Rewrite all the entries below, replacing each "for every instance" with "for each instance" and keeping everything else the same.

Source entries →
┄┄┄┄┄┄┄┄┄┄┄┄┄┄┄┄┄┄┄┄
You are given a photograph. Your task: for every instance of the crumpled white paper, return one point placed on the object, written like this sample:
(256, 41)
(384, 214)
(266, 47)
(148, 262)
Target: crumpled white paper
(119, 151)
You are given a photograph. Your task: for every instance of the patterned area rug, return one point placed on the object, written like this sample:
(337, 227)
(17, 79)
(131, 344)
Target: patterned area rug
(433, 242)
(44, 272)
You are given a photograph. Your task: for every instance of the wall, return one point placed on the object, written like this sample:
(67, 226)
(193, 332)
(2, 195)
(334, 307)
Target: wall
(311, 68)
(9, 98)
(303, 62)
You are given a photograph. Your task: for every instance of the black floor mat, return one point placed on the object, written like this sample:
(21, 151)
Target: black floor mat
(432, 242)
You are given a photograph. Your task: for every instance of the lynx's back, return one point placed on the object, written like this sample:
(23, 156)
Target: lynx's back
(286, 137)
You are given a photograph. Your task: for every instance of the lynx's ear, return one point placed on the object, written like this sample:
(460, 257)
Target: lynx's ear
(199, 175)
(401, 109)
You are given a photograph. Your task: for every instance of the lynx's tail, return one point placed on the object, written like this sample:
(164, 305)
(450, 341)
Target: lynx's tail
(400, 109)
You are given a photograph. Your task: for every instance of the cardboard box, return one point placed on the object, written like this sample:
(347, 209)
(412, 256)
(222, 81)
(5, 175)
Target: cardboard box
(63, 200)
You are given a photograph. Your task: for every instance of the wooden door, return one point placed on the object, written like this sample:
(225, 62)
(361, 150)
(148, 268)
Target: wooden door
┄┄┄┄┄┄┄┄┄┄┄┄┄┄┄┄┄┄┄┄
EXPECTED OUTPUT →
You are given a photograph. Your task: for each instance of the crumpled white paper, return one point placed on the object, written like this sample:
(256, 41)
(384, 214)
(266, 47)
(148, 262)
Target: crumpled white paper
(119, 151)
You are given a photograph. Your task: for each instance of the patterned area rug, return one point placed on the object, written like this sample:
(337, 227)
(17, 79)
(131, 344)
Target: patterned area rug
(433, 242)
(44, 272)
You are given a photograph. Your task: for each instance of the wall, return one point placed on the object, written like this sample:
(67, 226)
(193, 332)
(2, 195)
(334, 307)
Target: wall
(311, 68)
(9, 98)
(303, 62)
You are given a photograph. Your task: for each instance of the black floor mat, return one point placed on the object, written like this sample:
(21, 151)
Target: black floor mat
(432, 242)
You are given a photograph. Your task: for each instance of the lynx's back, return one point placed on the object, written like this sample:
(23, 156)
Target: lynx's back
(286, 137)
You are given a photograph. Your task: for each instance of the lynx's ear, return one point placed on the object, written like this sample:
(460, 257)
Target: lynx's ear
(199, 175)
(401, 109)
You are given a photograph. Your task: for each instance of the lynx's tail, return one point placed on the object, written like this sample:
(164, 305)
(450, 341)
Target: lynx's tail
(400, 109)
You are given a photograph. Your task: for each instance of the cardboard box, return one point placed on the object, written like this sample:
(347, 209)
(412, 256)
(222, 81)
(5, 175)
Target: cardboard box
(63, 200)
You are given a photograph. Your task: for each instance of the wooden door, return one point placed on the object, written like this sample:
(225, 62)
(361, 150)
(148, 268)
Target: wooden door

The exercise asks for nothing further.